◆ Instructions:
A) Can you return the passage of the article on the scholarship banquet that begins at the words "Kyle has told" and stops after "postpone the event.", copied word for word?
B) Which lines in the entries contain the word "duck"? Select every such line and copy each one out in full.

◆ Article:

<<<<

Before that evening, most of them certainly knew of the landmark Supreme Court case Brown vs. Board of Education, which knocked down the concept of “separate-but-equal” public schools. But they did not know the people bearing the last name of the lead plaintiff in the suit.

That audience had the chance to hear from two sisters who were students in Topeka, Kan., and were forced to go to segregated schools before their father and others sued the school board. The Rev. Oliver L. Brown was listed first on the legal document because he was the only male plaintiff, the sisters said.

Cheryl Brown Henderson and Linda Brown Thompson captivated the audience with their account of events leading up to and following that 1954 Supreme Court decision.

That education fight 60 years ago was especially appropriate for this gathering, which was the annual event to raise scholarship money for New Rising Star Baptist Church. The Raymond B. Spencer Scholarship Banquet, usually held in February, has provided scholarships for 28 students in eight years, with 15 students currently attending college.

The scholarship is named for the first full-time African-American professor at Southwestern Baptist Theological Seminary, who served as assistant to the pastor of New Rising Star before his death in 2003 at age 39.

In keeping with its theme of connecting audiences to African-American history, the church invited another civil-rights giant for this year’s event.

The Rev. Samuel “Billy” Kyles is the last surviving person who was on the motel balcony in Memphis when the Rev. Martin Luther King Jr. was fatally shot. Kyles had come to pick up King and take him to his house for dinner where his wife and other women had prepared a “soul food” feast for King and his close associates.

As usual, King was running late, Kyle told me in an interview four years ago.

Kyle, pastor of Monumental Baptist Church in Memphis, said that he and King had been joking and “talking preacher talk” the evening of April 4, 1968, and that they walked out on the balcony shortly after 6 p.m. He said he had just turned toward the balcony steps when the shot rang out, and he turned to see King felled by a bullet — “a gaping whole in the right side of his face … a bigger wound [from the same bullet] under his shirt.”

For a long time Kyle asked himself why he had been placed at that scene, and he said God later revealed to him why he was present:

“Crucifixions have to have a witnesses. I was there to be a witness — an honest witness, because a lying witness is dangerous.”

Kyle has told his story all over the country, but unfortunately he won’t be in Fort Worth to give his account of that awful tragedy. For health reasons, he had to cancel his appearance here, forcing banquet organizers to postpone the event.

The scholarship banquet has been rescheduled for 7 p.m. April 11 at the Hilton Fort Worth, and though the new keynote speaker is not a civil-rights icon, he is a distinguished celebrity in his own right.

Michael Eric Dyson, a professor of sociology at Georgetown University, is a prolific writer and one of the most provocative social commentators in the country.

The author of numerous books, he is a regular fixture on network and cable news shows, talking expertly about issues like race, politics and societal ills.

Although this year’s banquet audience will miss Kyle’s presence, they are not likely to be disappointed by Dyson’s dynamic oratory.

>>>>

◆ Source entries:
<<<<

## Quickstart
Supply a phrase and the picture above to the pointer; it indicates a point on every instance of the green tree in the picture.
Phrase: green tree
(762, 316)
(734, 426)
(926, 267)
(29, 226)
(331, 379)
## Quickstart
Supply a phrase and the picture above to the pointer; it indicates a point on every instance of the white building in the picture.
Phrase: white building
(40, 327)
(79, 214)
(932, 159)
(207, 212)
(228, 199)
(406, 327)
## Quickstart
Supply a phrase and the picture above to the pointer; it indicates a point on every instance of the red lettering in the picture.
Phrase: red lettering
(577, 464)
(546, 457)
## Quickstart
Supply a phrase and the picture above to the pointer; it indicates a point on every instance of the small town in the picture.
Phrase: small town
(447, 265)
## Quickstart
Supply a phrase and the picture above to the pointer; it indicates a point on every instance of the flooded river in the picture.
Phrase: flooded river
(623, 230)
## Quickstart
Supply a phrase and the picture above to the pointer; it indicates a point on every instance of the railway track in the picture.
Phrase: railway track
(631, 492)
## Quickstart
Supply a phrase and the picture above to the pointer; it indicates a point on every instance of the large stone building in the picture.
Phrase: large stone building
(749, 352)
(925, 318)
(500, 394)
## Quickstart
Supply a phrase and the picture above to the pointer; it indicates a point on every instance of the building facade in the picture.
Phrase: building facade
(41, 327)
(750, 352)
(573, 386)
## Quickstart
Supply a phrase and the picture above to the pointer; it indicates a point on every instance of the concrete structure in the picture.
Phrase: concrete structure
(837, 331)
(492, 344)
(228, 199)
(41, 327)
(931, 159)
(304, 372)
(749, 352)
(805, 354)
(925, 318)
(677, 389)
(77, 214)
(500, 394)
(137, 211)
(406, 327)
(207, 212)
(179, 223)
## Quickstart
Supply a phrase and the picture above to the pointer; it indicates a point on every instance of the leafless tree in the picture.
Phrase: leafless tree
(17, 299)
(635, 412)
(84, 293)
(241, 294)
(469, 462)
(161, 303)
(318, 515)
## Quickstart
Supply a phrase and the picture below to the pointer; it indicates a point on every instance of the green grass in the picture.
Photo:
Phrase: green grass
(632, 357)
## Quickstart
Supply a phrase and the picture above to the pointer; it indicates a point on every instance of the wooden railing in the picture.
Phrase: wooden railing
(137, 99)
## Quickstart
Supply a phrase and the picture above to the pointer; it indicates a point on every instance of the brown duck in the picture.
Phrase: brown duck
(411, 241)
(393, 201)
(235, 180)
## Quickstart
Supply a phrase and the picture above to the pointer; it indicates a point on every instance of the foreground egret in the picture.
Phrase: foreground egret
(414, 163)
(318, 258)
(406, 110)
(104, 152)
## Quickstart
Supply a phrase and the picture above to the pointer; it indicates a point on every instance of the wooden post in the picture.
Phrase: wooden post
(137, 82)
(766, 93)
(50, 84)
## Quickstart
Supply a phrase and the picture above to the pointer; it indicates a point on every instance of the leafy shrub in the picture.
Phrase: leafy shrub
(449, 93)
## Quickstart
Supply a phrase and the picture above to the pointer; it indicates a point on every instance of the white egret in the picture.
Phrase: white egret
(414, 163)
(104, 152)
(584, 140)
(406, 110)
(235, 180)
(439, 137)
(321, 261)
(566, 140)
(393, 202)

>>>>

◆ Answer set:
A)
Kyle has told his story all over the country, but unfortunately he won’t be in Fort Worth to give his account of that awful tragedy. For health reasons, he had to cancel his appearance here, forcing banquet organizers to postpone the event.

B)
Supply a phrase and the picture above to the pointer; it indicates a point on every instance of the brown duck in the picture.
Phrase: brown duck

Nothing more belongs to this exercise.